**EXPLORE THE MATERIAL**
- A) In the text on the ARMM, which law passed by the Congress of the Philippines created the Autonomous Region of Muslim Mindanao?
- B) Please list every province that, according to the text on the ARMM, made up the Bangsamoro homeland after the plebiscite.

**EXTRACT TO READ**
During the term of President Corazon Aquino, the Congress of the Philippines under the 1986 Constitution passed Republic Act (RA) 6734 creating the Autonomous Region of Muslim Mindanao (ARMM). This legislative effort was once again rejected by the MNLF which maintained that it was not in conformity to the 1976 Tripoli Agreement. President Corazon Aquino admitted that RA 6734 was a unilateral initiative of the government to implement the said deal. The MNLF boycotted the plebiscite ratifying RA 6734 which was held in two autonomous regions (Region IX and Region XII) and in the provinces of Davao del Sur, South Cotabato and Palawan. After the plebiscite, the Bangsamoro homeland was reduced to four provinces, namely: Tawi-Tawi, Sulu, Lanao del Sur and Maguindanao.

**GIVEN INFORMATION**
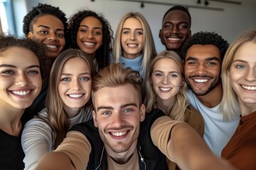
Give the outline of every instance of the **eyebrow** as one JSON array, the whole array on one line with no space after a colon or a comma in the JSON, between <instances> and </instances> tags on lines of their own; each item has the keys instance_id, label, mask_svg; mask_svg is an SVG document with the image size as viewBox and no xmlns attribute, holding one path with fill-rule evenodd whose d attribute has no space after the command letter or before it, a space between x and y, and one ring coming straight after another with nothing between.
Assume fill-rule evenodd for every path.
<instances>
[{"instance_id":1,"label":"eyebrow","mask_svg":"<svg viewBox=\"0 0 256 170\"><path fill-rule=\"evenodd\" d=\"M127 103L127 104L124 104L124 105L121 105L120 106L120 108L126 108L127 106L135 106L137 107L137 105L134 103ZM114 108L112 106L99 106L97 108L97 111L99 111L100 109L110 109L110 110L114 110Z\"/></svg>"},{"instance_id":2,"label":"eyebrow","mask_svg":"<svg viewBox=\"0 0 256 170\"><path fill-rule=\"evenodd\" d=\"M193 60L193 61L196 61L196 60L198 60L197 58L196 57L188 57L186 61L188 61L188 60ZM220 59L218 58L217 57L208 57L208 58L206 58L205 60L206 61L211 61L211 60L217 60L218 62L220 62Z\"/></svg>"},{"instance_id":3,"label":"eyebrow","mask_svg":"<svg viewBox=\"0 0 256 170\"><path fill-rule=\"evenodd\" d=\"M86 28L89 28L86 25L80 25L79 27L86 27ZM102 28L100 27L93 27L92 29L100 29L100 30L102 30Z\"/></svg>"},{"instance_id":4,"label":"eyebrow","mask_svg":"<svg viewBox=\"0 0 256 170\"><path fill-rule=\"evenodd\" d=\"M49 30L50 29L50 27L46 26L43 26L43 25L39 25L39 26L38 26L38 28L39 28L39 27L43 27L43 28L45 28L49 29ZM63 29L61 29L61 28L58 28L58 29L56 29L56 30L62 30L62 31L64 31L64 30L63 30Z\"/></svg>"},{"instance_id":5,"label":"eyebrow","mask_svg":"<svg viewBox=\"0 0 256 170\"><path fill-rule=\"evenodd\" d=\"M14 65L11 65L11 64L1 64L0 65L0 67L11 67L11 68L18 68L16 66L14 66ZM33 68L33 67L38 67L40 68L40 67L38 65L31 65L31 66L28 66L27 67L26 67L26 69L31 69L31 68Z\"/></svg>"}]
</instances>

**RESULTS FOR EACH TASK**
- A) Republic Act (RA) 6734

- B) Tawi-Tawi, Sulu, Lanao del Sur, Maguindanao